**Part of a data file:**
==================================================
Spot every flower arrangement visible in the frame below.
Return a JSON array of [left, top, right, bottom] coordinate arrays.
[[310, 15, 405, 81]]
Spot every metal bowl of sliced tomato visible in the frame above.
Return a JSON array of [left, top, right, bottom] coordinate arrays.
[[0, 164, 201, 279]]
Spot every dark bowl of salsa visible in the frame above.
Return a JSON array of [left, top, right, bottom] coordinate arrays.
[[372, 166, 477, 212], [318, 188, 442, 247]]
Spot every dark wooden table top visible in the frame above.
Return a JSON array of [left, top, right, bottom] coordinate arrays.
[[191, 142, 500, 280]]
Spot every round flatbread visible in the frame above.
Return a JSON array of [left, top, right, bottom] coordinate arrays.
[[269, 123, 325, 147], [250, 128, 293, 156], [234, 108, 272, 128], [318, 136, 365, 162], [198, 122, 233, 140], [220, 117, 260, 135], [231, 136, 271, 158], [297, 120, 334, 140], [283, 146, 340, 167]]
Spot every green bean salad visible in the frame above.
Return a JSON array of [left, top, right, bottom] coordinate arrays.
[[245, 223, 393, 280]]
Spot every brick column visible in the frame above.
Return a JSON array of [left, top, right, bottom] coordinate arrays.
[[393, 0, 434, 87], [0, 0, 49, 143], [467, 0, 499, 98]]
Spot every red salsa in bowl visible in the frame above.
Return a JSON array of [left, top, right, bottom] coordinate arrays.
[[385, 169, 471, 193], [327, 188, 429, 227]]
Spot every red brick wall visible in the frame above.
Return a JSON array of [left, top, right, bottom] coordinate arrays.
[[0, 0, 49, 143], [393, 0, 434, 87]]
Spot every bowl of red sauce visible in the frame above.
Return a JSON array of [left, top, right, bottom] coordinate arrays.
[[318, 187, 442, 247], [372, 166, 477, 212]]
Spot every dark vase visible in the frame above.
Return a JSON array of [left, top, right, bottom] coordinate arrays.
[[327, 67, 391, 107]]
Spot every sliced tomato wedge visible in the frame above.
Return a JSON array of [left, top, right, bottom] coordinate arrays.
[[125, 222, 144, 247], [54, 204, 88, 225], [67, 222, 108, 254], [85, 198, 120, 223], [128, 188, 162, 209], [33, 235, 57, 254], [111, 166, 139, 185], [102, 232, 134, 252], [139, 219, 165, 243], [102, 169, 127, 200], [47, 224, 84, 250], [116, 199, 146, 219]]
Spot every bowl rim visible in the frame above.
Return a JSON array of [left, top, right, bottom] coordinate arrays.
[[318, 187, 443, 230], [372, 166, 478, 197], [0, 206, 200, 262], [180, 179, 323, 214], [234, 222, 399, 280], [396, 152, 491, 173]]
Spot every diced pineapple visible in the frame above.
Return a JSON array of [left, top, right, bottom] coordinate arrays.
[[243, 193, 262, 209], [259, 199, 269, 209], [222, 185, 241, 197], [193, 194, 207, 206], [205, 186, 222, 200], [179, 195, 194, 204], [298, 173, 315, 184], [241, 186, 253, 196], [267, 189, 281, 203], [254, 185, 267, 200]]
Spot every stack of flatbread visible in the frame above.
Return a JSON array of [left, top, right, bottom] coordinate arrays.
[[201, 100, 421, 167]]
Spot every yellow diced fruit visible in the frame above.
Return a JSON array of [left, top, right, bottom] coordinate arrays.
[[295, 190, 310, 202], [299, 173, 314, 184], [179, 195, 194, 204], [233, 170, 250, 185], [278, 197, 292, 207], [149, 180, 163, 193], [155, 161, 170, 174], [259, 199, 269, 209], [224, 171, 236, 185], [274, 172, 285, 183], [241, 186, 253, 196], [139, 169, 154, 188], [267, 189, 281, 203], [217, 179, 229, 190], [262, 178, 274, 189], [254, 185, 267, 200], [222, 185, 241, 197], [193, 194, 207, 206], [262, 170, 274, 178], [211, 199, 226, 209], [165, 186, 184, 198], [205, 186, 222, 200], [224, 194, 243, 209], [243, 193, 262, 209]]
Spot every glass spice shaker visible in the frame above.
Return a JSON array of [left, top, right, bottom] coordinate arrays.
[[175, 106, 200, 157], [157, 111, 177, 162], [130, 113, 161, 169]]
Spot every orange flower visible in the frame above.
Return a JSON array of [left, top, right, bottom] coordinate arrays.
==================================================
**DIRECTIONS:**
Put every line above into a Markdown table with two columns, Row and Line. Number the rows and leave out blank lines.

**THE RESULT:**
| Row | Line |
|---|---|
| 1 | Spot every flower arrangement visible in the frame below. |
| 2 | Return a JSON array of [left, top, right, bottom] coordinate arrays. |
| 3 | [[310, 15, 405, 81]] |
| 4 | Spot every metal bowl of sliced tomato visible in the frame above. |
| 5 | Return a JSON array of [left, top, right, bottom] coordinate arrays. |
| 6 | [[0, 164, 201, 279]] |
| 7 | Spot every dark bowl of salsa visible in the frame above. |
| 8 | Return a JSON array of [left, top, right, bottom] coordinate arrays. |
| 9 | [[372, 166, 477, 212], [318, 188, 442, 247]] |
| 10 | Spot every dark wooden table top visible in the frame above. |
| 11 | Return a JSON array of [left, top, right, bottom] coordinate arrays. |
| 12 | [[191, 142, 500, 280]] |
| 13 | Spot every round flatbread visible in the frame above. |
| 14 | Return a JSON array of [left, top, right, bottom] coordinate arrays. |
| 15 | [[269, 123, 325, 147], [250, 128, 293, 156], [234, 108, 272, 128], [318, 136, 365, 162], [198, 122, 233, 140], [220, 117, 260, 135], [231, 136, 271, 158], [297, 120, 334, 140], [283, 146, 340, 167]] |
| 16 | Spot every green bean salad visible in the frame above. |
| 17 | Return a JSON array of [left, top, right, bottom] coordinate arrays. |
| 18 | [[245, 223, 393, 280]] |
| 19 | Spot every brick column visible in the frame above. |
| 20 | Return a JSON array of [left, top, right, bottom] coordinate arrays. |
| 21 | [[393, 0, 434, 87], [0, 0, 49, 143], [467, 0, 499, 98]] |
| 22 | Spot every red salsa in bowl visible in the frame above. |
| 23 | Return a JSON array of [left, top, right, bottom] coordinate arrays. |
| 24 | [[385, 169, 471, 193], [327, 188, 429, 227]] |
| 25 | Spot every red brick wall visible in the frame above. |
| 26 | Return a JSON array of [left, top, right, bottom] coordinate arrays. |
| 27 | [[0, 0, 49, 143], [393, 0, 434, 87]] |
| 28 | Spot every bowl of red sauce visible in the frame above. |
| 29 | Return a JSON array of [left, top, right, bottom] coordinate arrays. |
| 30 | [[318, 187, 442, 247], [372, 166, 477, 212]] |
| 31 | Spot every dark vase visible in the frame above. |
| 32 | Return a JSON array of [left, top, right, bottom] coordinate arrays. |
| 33 | [[327, 67, 391, 107]] |
| 34 | Spot every sliced tomato wedge visible in the frame above. |
| 35 | Return a JSON array of [left, top, right, bottom] coordinate arrays. |
| 36 | [[125, 222, 144, 247], [54, 204, 88, 225], [67, 222, 108, 254], [85, 198, 120, 223], [128, 188, 162, 209], [33, 235, 57, 254], [111, 166, 139, 185], [102, 232, 134, 252], [139, 219, 165, 243], [102, 169, 127, 200], [47, 224, 84, 250], [116, 199, 146, 219]] |
| 37 | Spot every bowl rim visible in the frame above. |
| 38 | Return a JSON array of [left, top, right, bottom] coordinate arrays. |
| 39 | [[318, 187, 443, 230], [372, 166, 478, 197], [0, 206, 200, 262], [180, 179, 323, 214], [234, 222, 399, 280], [396, 152, 491, 173]] |
| 40 | Spot every diced pineapple visible in the frame above. |
| 41 | Return a JSON array of [left, top, right, bottom] coordinate arrays. |
| 42 | [[243, 193, 262, 209], [259, 199, 269, 209], [222, 185, 241, 197], [193, 194, 207, 206], [205, 186, 222, 200], [179, 195, 194, 204], [298, 173, 315, 184], [241, 186, 253, 196], [267, 189, 281, 203], [254, 185, 267, 200]] |
| 43 | Spot every stack of flatbread visible in the frame above. |
| 44 | Return a JSON array of [left, top, right, bottom] coordinate arrays. |
| 45 | [[201, 100, 421, 167]] |
| 46 | Spot every yellow diced fruit visible in the frame above. |
| 47 | Return a JSON array of [left, top, right, bottom] coordinate arrays. |
| 48 | [[295, 190, 310, 202], [299, 173, 314, 184], [179, 195, 194, 204], [233, 170, 250, 185], [278, 197, 292, 207], [149, 180, 163, 193], [155, 161, 170, 174], [259, 199, 269, 209], [224, 171, 236, 185], [274, 172, 285, 183], [241, 186, 253, 196], [139, 169, 154, 188], [267, 189, 281, 203], [217, 179, 229, 190], [262, 178, 274, 189], [254, 185, 267, 200], [222, 185, 241, 197], [193, 194, 207, 206], [262, 170, 274, 178], [211, 199, 226, 209], [165, 186, 184, 198], [205, 186, 222, 200], [224, 194, 243, 209], [243, 193, 262, 209]] |
| 49 | Spot every glass spice shaker visible in the frame above. |
| 50 | Return a JSON array of [left, top, right, bottom] coordinate arrays. |
| 51 | [[175, 106, 200, 157], [157, 111, 177, 162], [130, 113, 161, 169]] |
| 52 | Spot every orange flower visible in the frame above. |
| 53 | Return a JSON array of [left, top, right, bottom] coordinate arrays. |